The rise of violence seems phenomenal, reported the independent daily Nahdet Misr in Saturday's issue. Quoting a report issued by a non- governmental organisation that monitors levels of violence and human rights violations in society, Nahdet Misr informed its readers that according to the report, many of the crimes that have been increasingly featured in the daily press stem from the deadly combination of poverty and frustration.
However, as the story in Nahdet Misr read, the shocking news is that many of the men and women involved in these crimes are university graduates. According to the same story over 13 per cent of the Egyptian population are unable to satisfy their basic nutritional needs and over 25 per cent have a monthly income of only $120.
"The problem of many Arab countries, especially Egypt, is the suffering resultant from social injustice. It is an injustice that results from weak economies and that leads to many weaknesses," wrote prominent sociologist Nader Fergani in Al-Arabi, the Sunday weekly mouthpiece of the Nasserist Party.
The letters to the editor in most papers, semi-official, independent and opposition alike, carried the complaints or rather SOS calls of citizens who are appealing to the ministers of health and social affairs to help them cope with doctors' bills, pensions and unemployment problems.
Unfortunately, according to a story in the weekly Al-Qahira, a culturally- oriented paper produced by the Ministry of Culture, most of these complaints seemed to fall on deaf ears. According to an analysis that covered the letters to the editors column of seven papers during the past four months, most complaints reported to the press concerned the inefficiency of the health care and social security systems "and not political participation or representation". The study, Al-Qahira added, failed to find prompt responses by the officials concerned.

Parts of the exercise.
**a.** Reproduce the portion of the Egyptian press review that starts with "The rise of" and goes on through "poverty and frustration.".
**b.** Write the next part of the Egyptian press review, picking up after its final sentence.

Supplied entries.
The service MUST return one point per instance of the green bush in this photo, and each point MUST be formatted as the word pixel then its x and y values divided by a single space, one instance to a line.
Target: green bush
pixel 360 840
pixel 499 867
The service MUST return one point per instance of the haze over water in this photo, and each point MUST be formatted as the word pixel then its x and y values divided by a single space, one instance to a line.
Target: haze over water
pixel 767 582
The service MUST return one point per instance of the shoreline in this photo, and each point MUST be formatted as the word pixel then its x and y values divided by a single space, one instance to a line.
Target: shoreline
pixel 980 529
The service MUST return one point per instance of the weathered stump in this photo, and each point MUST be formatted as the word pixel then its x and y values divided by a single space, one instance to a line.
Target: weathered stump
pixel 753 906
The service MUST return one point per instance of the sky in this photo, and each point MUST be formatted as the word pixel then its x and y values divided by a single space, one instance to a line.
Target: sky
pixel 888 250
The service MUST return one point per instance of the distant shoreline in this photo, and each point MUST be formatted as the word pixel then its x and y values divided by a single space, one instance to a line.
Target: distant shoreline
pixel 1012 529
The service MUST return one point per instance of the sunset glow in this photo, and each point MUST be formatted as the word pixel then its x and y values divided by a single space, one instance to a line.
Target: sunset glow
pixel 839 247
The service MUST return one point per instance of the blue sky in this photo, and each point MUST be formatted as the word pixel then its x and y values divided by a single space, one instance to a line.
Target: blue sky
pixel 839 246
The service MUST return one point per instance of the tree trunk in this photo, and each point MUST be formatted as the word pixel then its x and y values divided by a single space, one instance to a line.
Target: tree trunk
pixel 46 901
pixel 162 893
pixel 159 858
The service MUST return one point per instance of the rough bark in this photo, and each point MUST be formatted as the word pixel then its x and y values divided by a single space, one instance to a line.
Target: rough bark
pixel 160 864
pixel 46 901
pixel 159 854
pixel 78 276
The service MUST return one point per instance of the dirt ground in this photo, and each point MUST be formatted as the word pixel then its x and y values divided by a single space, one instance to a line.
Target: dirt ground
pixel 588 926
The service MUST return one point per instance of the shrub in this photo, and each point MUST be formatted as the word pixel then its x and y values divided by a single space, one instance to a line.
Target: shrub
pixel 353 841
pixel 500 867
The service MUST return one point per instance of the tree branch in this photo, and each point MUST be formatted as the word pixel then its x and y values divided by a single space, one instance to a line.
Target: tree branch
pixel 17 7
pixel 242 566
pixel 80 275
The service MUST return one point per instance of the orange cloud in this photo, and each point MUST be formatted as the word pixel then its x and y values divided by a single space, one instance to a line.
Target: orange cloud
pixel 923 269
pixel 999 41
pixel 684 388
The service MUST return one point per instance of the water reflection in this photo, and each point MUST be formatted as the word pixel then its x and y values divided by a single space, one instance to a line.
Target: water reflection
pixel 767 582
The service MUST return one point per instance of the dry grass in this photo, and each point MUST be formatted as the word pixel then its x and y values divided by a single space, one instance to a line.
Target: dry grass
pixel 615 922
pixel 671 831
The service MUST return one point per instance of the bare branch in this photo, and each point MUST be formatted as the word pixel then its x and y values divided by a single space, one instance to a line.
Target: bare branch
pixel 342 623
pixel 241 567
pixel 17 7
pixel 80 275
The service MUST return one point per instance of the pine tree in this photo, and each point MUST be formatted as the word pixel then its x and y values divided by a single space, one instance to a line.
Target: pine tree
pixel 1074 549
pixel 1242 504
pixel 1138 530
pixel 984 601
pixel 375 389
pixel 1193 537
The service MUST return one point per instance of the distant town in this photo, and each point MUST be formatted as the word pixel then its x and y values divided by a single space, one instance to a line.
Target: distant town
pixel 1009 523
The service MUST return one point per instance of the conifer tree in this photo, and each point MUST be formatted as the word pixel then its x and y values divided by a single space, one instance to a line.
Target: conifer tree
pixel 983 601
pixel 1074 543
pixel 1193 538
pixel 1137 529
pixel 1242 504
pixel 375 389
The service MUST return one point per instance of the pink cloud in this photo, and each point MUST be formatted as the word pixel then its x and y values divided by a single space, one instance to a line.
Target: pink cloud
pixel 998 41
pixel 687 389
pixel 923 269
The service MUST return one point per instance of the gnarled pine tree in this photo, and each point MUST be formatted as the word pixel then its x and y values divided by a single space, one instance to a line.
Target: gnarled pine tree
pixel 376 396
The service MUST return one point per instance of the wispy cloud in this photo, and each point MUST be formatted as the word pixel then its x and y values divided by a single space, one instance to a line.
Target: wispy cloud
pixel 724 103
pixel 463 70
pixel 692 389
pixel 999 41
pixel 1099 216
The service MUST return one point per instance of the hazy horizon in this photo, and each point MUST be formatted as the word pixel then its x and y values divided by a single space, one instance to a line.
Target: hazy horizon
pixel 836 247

Answer list.
**a.**
The rise of violence seems phenomenal, reported the independent daily Nahdet Misr in Saturday's issue. Quoting a report issued by a non- governmental organisation that monitors levels of violence and human rights violations in society, Nahdet Misr informed its readers that according to the report, many of the crimes that have been increasingly featured in the daily press stem from the deadly combination of poverty and frustration.

**b.**
Neither did the press report reaction from concerned officials on increasing reports of havoc in the underground metro, the leak of Thanawiya Amma results compiled on a floppy disk and, according to Monday's Al-Masri Al-Youm, sold for LE500, advertisements for phony educational institutes and the inundation of the Egyptian market with tonnes of poisoned watermelons, the favourite and only affordable summer fruit in Egypt.
Also ignored were complaints by businessmen about the failure of the Ministry of Trade to provide required assistance for them to consume their full quotas of exports to the European Union markets, the smuggling of tonnes of made in Israel products sold under misleading roots of origin, or the failure of the Egyptian government to meet the deadline for land reclamation around the Toshka artificial lake that consumed millions of dollars from state coffers.
There was no response by the outgoing chairmen of the semi-official Egyptian papers about huge allegations of financial corruption. Former chairman of the board and editor of Al-Gomhuriya, Samir Ragab, shrugged off all rumoured allegations of his financial improprieties which, according to many opposition and independent dailies, included spending over LE1 million of his paper's budget to build three ultra-luxurious bathrooms with Jacuzzis in the newspaper's building overlooking Ramsis Street.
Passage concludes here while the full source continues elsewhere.